The expected output is exactly the lines below, starting at the line with "[(409, 561), (362, 536), (40, 876), (254, 220)]" and ending at the line with "[(448, 23), (626, 610), (489, 797)]", both included; no other line belongs in it.

RECORD SET: Begin

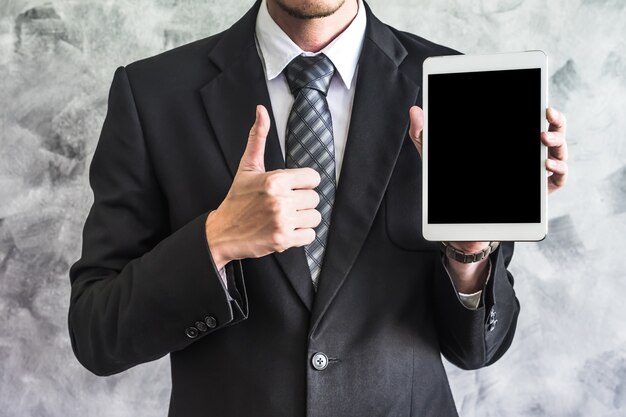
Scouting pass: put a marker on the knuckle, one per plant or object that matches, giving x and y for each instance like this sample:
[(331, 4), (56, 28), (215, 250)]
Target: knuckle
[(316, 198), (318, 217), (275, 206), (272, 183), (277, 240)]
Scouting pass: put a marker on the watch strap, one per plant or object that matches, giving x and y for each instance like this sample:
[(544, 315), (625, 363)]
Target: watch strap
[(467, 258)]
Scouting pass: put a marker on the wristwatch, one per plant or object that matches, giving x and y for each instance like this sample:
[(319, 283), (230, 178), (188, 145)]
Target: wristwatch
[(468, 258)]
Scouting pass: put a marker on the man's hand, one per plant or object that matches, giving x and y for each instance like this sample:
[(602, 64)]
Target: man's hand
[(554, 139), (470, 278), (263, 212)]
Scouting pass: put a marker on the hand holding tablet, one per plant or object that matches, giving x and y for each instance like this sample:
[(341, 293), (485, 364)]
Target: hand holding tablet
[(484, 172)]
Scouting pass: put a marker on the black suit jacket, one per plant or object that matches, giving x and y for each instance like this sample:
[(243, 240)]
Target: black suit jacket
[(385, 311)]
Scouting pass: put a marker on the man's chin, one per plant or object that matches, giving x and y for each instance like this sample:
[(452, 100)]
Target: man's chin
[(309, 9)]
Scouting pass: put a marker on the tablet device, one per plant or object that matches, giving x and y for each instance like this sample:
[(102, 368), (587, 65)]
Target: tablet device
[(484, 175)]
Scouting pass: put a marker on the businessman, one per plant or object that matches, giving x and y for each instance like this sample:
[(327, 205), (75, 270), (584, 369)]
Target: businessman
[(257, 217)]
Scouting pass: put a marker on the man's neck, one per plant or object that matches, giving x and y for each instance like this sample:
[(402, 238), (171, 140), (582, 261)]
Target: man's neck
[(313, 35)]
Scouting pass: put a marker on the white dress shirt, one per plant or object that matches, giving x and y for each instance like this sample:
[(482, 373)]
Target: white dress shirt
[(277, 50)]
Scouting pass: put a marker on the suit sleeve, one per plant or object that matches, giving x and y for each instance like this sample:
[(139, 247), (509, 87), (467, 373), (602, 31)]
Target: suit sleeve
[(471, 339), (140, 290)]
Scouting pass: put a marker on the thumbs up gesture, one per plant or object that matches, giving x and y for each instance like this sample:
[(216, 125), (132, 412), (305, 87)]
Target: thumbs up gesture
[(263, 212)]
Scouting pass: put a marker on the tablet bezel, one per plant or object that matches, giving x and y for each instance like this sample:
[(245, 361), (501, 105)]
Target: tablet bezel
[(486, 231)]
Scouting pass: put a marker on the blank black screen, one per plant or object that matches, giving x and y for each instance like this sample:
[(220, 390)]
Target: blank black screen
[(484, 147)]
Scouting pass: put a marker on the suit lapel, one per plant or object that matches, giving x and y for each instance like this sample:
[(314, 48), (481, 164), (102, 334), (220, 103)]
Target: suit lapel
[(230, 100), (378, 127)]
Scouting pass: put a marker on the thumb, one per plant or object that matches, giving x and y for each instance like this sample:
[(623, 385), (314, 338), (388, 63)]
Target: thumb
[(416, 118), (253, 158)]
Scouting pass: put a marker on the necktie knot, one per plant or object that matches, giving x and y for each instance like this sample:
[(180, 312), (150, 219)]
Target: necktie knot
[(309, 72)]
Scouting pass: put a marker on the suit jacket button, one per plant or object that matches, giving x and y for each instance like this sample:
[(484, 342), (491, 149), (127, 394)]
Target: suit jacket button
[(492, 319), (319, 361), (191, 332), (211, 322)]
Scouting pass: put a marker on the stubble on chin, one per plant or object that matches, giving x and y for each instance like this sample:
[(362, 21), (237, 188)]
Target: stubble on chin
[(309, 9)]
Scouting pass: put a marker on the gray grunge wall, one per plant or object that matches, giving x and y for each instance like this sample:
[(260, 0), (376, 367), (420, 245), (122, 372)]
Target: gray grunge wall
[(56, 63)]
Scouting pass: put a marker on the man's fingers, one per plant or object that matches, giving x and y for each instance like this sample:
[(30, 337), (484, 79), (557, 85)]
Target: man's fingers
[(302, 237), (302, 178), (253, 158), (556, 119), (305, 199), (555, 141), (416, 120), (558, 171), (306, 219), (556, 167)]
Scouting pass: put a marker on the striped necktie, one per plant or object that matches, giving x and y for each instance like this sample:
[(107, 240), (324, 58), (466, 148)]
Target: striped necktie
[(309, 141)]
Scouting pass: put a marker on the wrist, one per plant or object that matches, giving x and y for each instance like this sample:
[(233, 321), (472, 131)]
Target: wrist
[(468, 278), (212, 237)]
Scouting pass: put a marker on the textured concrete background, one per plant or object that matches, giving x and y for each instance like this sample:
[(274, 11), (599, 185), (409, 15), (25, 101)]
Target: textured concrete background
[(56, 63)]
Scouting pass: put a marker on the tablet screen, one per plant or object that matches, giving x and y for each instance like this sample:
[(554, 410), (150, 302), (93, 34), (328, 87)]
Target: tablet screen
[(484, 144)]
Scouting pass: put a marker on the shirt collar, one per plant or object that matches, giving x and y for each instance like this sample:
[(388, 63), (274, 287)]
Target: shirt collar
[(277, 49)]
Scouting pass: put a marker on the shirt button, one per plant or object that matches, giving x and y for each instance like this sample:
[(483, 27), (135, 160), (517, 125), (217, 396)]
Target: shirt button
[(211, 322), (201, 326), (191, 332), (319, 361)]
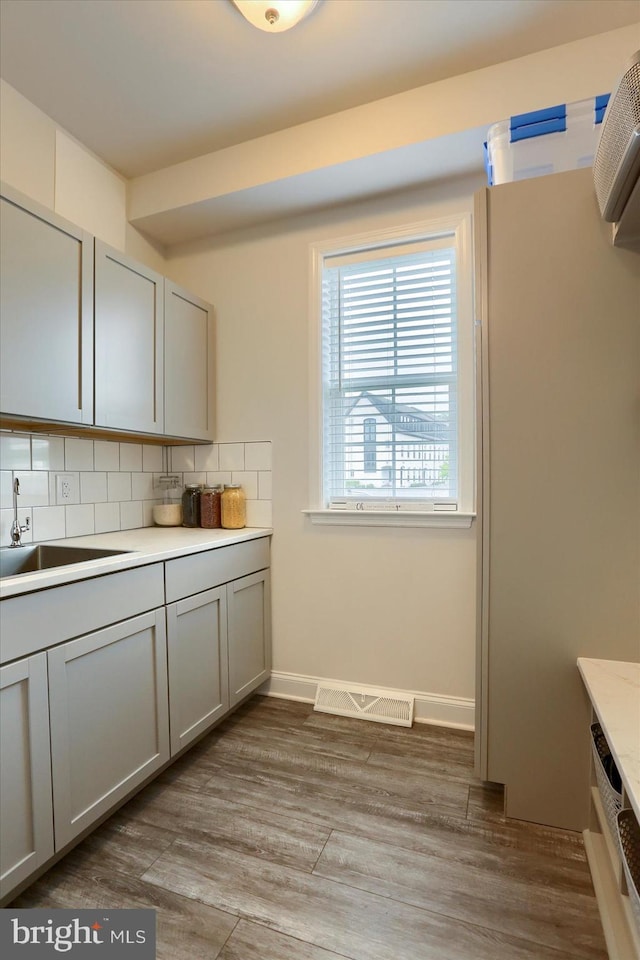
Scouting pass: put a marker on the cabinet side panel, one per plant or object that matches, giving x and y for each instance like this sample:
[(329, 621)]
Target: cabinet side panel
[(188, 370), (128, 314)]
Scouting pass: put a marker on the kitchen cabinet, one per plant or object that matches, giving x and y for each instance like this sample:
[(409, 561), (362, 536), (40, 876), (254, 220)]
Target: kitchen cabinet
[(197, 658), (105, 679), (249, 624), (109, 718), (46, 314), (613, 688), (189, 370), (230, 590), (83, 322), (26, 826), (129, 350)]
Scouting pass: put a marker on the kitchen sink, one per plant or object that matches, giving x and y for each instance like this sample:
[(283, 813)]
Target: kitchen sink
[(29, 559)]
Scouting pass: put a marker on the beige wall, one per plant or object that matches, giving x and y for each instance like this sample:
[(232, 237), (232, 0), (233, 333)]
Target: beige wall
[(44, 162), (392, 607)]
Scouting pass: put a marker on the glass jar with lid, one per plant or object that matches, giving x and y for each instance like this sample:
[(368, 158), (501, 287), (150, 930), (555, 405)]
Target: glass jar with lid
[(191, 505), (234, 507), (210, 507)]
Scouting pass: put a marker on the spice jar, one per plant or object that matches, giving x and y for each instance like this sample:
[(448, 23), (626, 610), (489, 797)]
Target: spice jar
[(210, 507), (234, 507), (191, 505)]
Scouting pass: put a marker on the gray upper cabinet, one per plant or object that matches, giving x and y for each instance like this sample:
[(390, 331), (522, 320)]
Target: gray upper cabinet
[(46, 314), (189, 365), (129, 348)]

RECORD SET: End
RECORD SET: Begin

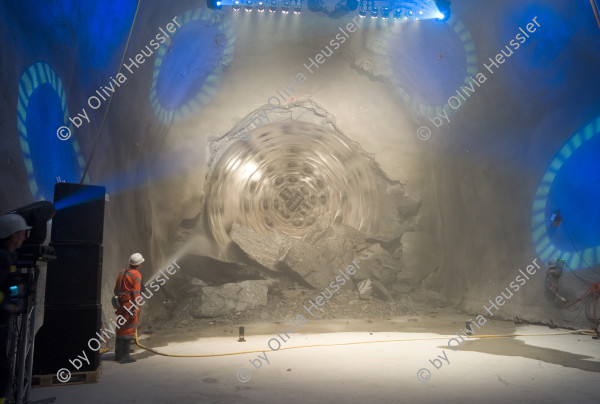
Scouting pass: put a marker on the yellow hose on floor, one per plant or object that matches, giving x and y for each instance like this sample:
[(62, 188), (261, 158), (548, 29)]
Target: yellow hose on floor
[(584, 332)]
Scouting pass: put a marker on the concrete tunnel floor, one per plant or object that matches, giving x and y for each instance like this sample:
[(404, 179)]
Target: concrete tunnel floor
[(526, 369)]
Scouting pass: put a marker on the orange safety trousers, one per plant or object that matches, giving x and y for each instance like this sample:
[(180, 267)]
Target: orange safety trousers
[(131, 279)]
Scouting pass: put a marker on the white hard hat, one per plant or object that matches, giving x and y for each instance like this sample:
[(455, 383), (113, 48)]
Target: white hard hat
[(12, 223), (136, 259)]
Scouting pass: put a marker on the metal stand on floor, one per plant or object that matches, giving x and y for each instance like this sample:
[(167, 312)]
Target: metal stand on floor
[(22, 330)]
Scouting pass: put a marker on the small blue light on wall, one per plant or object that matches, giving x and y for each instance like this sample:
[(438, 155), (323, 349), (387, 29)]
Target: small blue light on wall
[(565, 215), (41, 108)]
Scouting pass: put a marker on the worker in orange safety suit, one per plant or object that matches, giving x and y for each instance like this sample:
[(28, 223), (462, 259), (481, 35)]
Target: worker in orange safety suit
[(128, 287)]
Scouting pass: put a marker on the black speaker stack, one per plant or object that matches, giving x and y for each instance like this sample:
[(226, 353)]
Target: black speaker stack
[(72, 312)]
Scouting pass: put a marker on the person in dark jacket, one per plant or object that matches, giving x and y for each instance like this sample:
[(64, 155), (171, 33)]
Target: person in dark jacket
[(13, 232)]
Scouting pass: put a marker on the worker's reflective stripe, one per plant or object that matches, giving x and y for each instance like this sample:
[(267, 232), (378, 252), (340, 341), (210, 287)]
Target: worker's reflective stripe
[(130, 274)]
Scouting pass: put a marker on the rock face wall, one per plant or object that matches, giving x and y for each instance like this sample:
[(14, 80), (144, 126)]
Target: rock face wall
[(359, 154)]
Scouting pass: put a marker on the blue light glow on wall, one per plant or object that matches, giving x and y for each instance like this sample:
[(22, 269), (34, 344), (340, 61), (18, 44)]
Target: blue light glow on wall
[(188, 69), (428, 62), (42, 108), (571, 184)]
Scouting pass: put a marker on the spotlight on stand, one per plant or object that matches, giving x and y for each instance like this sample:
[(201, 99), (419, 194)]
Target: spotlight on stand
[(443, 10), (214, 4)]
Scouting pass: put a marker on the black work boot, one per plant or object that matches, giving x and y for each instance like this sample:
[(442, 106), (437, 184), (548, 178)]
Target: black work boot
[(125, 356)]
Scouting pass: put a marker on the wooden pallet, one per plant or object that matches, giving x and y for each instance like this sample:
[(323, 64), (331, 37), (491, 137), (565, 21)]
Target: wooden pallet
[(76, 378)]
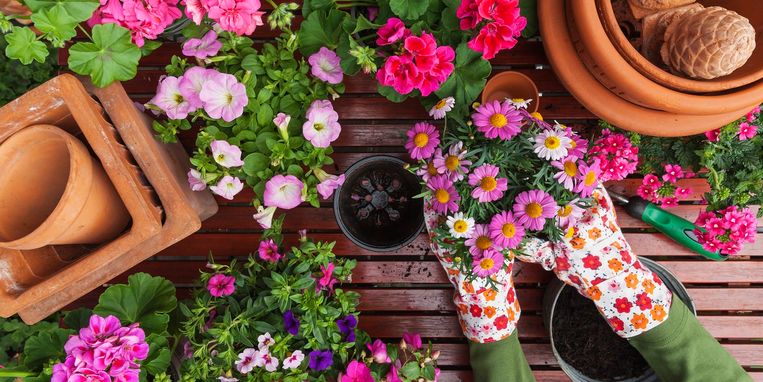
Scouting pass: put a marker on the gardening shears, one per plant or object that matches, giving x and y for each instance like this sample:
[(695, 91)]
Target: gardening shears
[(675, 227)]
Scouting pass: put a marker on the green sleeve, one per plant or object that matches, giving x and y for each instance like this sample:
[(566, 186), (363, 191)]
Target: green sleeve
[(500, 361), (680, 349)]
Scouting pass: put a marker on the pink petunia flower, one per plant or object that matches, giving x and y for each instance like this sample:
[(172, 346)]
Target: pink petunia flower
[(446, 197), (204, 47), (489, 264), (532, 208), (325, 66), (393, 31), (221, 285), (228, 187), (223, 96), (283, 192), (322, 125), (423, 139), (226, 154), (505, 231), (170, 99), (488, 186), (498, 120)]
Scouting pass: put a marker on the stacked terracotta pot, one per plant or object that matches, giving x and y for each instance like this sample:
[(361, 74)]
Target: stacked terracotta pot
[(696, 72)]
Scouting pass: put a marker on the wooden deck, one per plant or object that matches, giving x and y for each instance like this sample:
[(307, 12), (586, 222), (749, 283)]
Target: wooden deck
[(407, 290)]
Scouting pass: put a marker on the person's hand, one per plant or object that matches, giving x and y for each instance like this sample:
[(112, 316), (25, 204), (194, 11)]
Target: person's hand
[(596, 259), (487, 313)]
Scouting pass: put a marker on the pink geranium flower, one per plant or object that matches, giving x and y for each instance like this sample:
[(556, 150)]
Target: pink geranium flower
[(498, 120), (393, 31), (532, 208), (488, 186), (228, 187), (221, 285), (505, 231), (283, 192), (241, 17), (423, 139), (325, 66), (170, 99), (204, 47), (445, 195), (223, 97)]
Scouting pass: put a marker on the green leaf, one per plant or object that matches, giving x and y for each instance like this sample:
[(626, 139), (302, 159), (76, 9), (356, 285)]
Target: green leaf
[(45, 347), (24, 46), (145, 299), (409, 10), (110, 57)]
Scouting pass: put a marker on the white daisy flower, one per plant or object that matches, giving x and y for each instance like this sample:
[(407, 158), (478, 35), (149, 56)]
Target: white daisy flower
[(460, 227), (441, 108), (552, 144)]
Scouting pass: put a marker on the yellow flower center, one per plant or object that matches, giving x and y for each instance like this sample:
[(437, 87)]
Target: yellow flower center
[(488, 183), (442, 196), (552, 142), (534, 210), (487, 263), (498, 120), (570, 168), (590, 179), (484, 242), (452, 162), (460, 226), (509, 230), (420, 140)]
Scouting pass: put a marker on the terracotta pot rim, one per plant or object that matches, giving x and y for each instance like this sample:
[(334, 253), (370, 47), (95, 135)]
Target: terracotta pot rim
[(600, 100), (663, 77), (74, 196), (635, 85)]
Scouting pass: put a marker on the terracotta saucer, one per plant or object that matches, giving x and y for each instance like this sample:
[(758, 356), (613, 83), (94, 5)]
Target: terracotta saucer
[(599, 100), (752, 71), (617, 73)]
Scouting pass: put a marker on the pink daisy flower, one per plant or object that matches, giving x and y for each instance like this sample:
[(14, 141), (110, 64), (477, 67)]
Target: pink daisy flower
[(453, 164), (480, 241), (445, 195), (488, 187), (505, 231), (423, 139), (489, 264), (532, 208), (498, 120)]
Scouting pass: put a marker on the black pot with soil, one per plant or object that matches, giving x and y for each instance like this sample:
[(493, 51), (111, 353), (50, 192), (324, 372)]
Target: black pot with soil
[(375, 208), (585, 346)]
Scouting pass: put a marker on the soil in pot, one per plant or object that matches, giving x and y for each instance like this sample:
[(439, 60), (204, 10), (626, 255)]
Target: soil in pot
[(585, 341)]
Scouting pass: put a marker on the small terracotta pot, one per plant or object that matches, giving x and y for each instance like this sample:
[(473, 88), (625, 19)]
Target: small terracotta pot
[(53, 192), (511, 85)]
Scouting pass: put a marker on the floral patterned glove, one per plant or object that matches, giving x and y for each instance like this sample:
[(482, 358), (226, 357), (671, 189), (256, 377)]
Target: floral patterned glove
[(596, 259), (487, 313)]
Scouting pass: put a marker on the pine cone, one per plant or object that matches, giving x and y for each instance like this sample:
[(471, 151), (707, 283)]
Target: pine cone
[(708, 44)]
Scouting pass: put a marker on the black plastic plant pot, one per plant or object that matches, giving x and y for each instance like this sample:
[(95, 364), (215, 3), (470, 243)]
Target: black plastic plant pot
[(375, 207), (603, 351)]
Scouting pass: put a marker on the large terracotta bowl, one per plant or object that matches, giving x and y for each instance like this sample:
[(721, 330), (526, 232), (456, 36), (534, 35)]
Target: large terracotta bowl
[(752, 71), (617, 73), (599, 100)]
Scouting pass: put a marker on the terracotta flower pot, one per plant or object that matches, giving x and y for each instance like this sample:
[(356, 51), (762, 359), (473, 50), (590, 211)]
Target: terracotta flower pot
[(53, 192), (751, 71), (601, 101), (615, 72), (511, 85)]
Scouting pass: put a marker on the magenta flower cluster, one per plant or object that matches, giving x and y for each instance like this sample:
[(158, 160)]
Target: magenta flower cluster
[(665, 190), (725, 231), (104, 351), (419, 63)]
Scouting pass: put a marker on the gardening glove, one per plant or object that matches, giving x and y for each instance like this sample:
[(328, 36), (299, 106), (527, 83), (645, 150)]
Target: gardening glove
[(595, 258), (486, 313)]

RECORD SET: End
RECORD SET: Begin

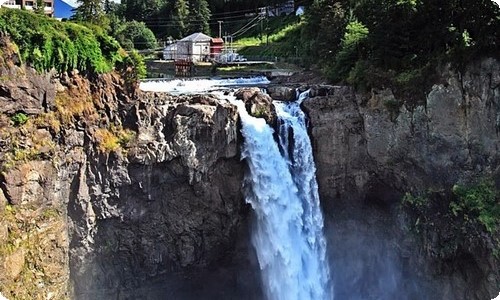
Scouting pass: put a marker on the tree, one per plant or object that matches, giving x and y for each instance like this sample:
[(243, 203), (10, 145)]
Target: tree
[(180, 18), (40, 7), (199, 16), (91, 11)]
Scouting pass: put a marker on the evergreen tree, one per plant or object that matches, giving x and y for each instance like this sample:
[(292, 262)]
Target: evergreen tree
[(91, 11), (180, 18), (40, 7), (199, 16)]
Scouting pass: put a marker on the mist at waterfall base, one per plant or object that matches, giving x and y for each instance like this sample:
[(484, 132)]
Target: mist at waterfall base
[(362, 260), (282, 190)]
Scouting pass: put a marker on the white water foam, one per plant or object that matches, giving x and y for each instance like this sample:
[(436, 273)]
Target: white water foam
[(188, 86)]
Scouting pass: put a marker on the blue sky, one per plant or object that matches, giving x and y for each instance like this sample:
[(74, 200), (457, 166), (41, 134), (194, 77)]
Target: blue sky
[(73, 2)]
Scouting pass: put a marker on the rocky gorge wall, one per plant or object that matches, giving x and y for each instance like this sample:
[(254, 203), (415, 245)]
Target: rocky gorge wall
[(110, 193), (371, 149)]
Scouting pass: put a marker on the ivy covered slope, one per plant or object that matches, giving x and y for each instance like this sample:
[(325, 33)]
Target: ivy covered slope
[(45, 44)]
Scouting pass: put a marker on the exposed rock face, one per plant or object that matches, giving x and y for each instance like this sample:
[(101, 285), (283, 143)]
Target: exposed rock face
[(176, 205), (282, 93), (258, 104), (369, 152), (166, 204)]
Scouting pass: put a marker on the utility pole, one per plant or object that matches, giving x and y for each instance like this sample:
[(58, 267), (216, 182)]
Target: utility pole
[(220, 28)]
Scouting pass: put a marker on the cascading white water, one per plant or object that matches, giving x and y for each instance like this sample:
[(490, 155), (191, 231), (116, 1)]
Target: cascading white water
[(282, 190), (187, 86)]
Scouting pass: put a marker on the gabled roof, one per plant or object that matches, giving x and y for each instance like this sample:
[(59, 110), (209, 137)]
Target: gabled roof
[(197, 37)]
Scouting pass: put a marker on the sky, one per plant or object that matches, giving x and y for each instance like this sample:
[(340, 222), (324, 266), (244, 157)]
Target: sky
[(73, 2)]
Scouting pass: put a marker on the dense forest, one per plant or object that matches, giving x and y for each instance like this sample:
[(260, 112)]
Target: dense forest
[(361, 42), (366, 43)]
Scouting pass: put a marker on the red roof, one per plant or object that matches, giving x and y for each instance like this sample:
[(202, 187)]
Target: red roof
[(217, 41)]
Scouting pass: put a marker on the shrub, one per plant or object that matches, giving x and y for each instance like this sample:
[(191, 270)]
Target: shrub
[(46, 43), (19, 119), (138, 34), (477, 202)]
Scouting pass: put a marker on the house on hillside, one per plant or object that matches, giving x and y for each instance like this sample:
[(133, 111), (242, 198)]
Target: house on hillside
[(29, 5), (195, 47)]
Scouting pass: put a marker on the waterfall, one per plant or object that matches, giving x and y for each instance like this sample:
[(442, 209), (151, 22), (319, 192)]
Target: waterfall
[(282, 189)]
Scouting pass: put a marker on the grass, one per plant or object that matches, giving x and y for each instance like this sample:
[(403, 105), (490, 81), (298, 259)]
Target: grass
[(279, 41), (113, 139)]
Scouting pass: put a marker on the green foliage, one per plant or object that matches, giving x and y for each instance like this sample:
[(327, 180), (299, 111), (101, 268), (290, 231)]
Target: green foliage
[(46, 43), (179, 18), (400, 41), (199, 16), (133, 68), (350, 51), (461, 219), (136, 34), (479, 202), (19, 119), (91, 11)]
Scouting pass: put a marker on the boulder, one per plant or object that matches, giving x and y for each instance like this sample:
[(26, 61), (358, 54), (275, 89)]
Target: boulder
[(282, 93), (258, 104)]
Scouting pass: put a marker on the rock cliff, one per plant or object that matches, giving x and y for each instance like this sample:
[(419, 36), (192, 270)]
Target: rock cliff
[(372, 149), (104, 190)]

RECORD SET: End

## [REPLY]
[(409, 561), (362, 536), (40, 876), (254, 220)]
Target: kitchen cabinet
[(197, 658), (105, 679), (249, 624), (109, 718), (46, 314), (613, 688), (189, 370), (230, 590), (83, 322), (26, 826), (129, 350)]
Scouting pass: put a marker on the kitchen sink, one per plant or object that matches, giving x and y for each instance like this sample:
[(283, 813)]
Target: kitchen sink
[(29, 559)]
Scouting pass: put a marker on the beige wall, one per plant or object that matches, giving x and y for each instance like this sample:
[(232, 237), (232, 0), (233, 333)]
Target: beige wall
[(44, 162), (392, 607)]
Scouting pass: put a marker on the glass jar with lid, one per plant or object that matches, giving x and y for each instance like this sample:
[(368, 158), (501, 287), (150, 930), (555, 405)]
Target: glass jar with lid
[(191, 505), (234, 507), (210, 507)]
Scouting pass: put a marker on the spice jar, one per plant or object that matches, giving x and y for each instance like this sample:
[(448, 23), (626, 610), (489, 797)]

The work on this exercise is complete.